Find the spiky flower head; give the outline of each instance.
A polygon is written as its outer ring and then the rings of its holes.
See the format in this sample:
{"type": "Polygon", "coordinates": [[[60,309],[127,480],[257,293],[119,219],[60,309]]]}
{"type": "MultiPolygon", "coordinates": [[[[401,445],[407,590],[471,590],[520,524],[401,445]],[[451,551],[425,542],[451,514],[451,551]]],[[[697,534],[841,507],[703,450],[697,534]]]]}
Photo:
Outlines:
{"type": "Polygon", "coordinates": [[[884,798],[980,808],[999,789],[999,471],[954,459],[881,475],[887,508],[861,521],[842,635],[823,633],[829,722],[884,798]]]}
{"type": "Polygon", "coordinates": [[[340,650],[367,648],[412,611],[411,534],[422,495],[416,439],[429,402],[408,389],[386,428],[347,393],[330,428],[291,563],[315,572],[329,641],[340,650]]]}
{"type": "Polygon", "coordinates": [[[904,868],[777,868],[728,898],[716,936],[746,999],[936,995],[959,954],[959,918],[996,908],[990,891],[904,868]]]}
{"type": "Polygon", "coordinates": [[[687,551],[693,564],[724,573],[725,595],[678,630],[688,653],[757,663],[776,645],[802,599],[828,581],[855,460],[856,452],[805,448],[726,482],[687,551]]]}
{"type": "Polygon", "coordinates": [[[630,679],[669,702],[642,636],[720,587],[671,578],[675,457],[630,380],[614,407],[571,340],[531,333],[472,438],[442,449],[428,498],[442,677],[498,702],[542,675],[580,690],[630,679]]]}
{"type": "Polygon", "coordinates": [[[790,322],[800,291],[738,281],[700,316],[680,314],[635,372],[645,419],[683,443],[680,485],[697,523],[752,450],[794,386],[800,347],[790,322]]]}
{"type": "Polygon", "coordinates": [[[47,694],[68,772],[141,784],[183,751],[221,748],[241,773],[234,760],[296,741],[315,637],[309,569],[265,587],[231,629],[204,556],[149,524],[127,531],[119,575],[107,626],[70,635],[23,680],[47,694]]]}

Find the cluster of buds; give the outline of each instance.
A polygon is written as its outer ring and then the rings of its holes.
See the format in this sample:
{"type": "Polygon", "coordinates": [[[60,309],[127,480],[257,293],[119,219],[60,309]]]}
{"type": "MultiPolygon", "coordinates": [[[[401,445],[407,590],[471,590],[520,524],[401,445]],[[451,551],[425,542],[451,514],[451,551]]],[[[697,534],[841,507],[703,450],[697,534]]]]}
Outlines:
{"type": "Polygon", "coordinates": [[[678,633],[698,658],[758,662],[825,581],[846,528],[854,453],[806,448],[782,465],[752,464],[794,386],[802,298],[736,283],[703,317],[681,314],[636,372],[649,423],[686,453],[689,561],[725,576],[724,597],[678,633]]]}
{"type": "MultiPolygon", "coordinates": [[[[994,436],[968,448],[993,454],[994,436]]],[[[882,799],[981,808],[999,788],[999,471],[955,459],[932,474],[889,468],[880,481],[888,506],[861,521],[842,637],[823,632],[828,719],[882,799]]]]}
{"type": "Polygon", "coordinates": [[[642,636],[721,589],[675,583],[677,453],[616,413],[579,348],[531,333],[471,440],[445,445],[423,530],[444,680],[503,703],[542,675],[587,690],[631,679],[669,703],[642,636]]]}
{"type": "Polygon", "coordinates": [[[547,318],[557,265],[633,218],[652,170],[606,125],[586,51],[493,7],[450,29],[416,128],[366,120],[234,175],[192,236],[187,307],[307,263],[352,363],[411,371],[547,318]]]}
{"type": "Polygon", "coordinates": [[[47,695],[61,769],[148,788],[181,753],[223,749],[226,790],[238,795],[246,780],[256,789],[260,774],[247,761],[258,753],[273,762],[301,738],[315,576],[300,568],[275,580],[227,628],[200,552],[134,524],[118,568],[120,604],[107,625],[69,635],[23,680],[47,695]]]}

☆ ☆ ☆

TASK GOAL
Report each line of the data above that contains the string "instance", matching uppercase and lowercase exactly.

RIGHT ANSWER
Find the spiky flower head; give the outline of each instance.
Find the cluster of buds; give the outline of each instance.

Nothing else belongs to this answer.